--- PAGE TEXT ---

Embarrassing confession time: I’ve always been a bit of a mess around blood and guts. When I was a teenager, I’d regularly feel light-headed at the sight, or even the description of it. Biology class dissections, history lessons about gruesome forms of capital punishment in the middle ages, a pig-butchering scene in Michael Winterbottom’s otherwise dreary adaptation of Jude the Obscure that we had to watch for an English lit lecture: all would turn me white as a sheet of A4.
In recent years I’ve largely managed to get over my squeamishness around a bit of spilled claret. I’ve had to, frankly, because it’s hard to escape the stuff in popular culture these days. Where full-on, gnarly violence might have once been largely reserved for horror films and extreme cinema, now even our prestige TV can’t resist a bit of it. The biggest show of the last decade, Game of Thrones, was a real gorefest at times, and its follow-up House of the Dragon seems to be on a permanent mission to outdo it. Another series of the moment, the critically acclaimed superhero satire The Boys, has enough exploding heads and severed limbs to eclipse Peter Jackson at his Braindead peak. And the most-watched show of the past few months has been Netflix’s “unwatchably queasy” Jeffrey Dahmer drama.

---

- TASKS AND EXERCISES:
(a) Output the passage from the piece on gore in popular culture word for word, beginning with the words "In recent years" and stopping after the words "Jeffrey Dahmer drama.".
(b) According to the piece on gore in popular culture, what has been the most-watched show of the past few months?
(c) Supply the next part of the piece on gore in popular culture, picking up after its final sentence.

--- SUPPLIED MATERIAL ---

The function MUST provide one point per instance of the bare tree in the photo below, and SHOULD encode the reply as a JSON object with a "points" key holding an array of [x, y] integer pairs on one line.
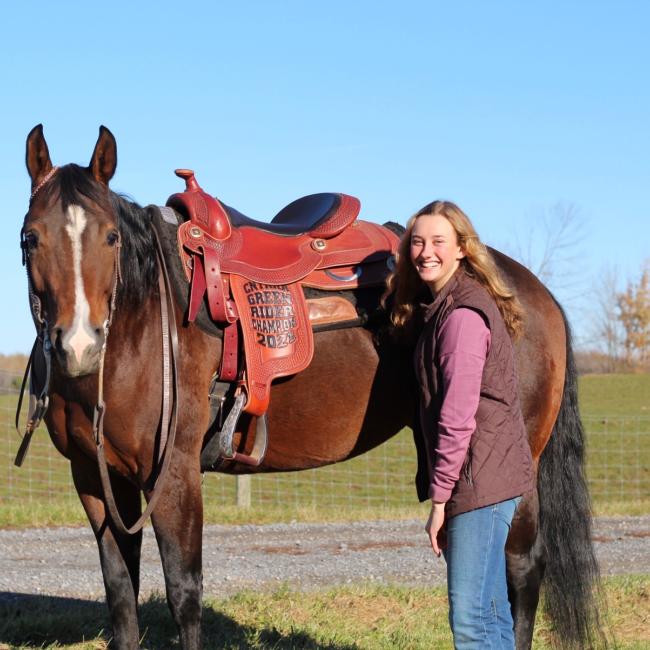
{"points": [[551, 247], [634, 315], [607, 331]]}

---

- ANSWERS BY ITEM:
(a)
In recent years I’ve largely managed to get over my squeamishness around a bit of spilled claret. I’ve had to, frankly, because it’s hard to escape the stuff in popular culture these days. Where full-on, gnarly violence might have once been largely reserved for horror films and extreme cinema, now even our prestige TV can’t resist a bit of it. The biggest show of the last decade, Game of Thrones, was a real gorefest at times, and its follow-up House of the Dragon seems to be on a permanent mission to outdo it. Another series of the moment, the critically acclaimed superhero satire The Boys, has enough exploding heads and severed limbs to eclipse Peter Jackson at his Braindead peak. And the most-watched show of the past few months has been Netflix’s “unwatchably queasy” Jeffrey Dahmer drama.

(b) Netflix's Jeffrey Dahmer drama.

(c)
Brutality has crept into the most unlikely places. I remember a little-seen Daniel Radcliffe/Jon Hamm comedy-drama on Sky Arts (of all places) from a few years back called A Young Doctor’s Notebook that, during its telling of the travails of a green-behind-the-gills medic at a turn of the century Russian hospital, managed to smuggle in the longest, most gruelling amputation scene you’re ever likely to see. And watching the largely cheerful Melissa McCarthy caper Spy on a recent plane journey, I was jolted by some sudden scenes of gleefully unnecessary bloodshed (sorry to any fellow passengers who inadvertently witnessed that).
I was reminded of all this at a preview screening of The Banshees of Inisherin, the new film from Martin McDonagh. Set in the early 1920s on a fictional Irish island unaffected by the civil war consuming the mainland, its stars Colin Farrell and Brendan Gleeson (rekindling their double act from another of McDonagh’s films, In Bruges) as former friends locked in an increasingly intense feud.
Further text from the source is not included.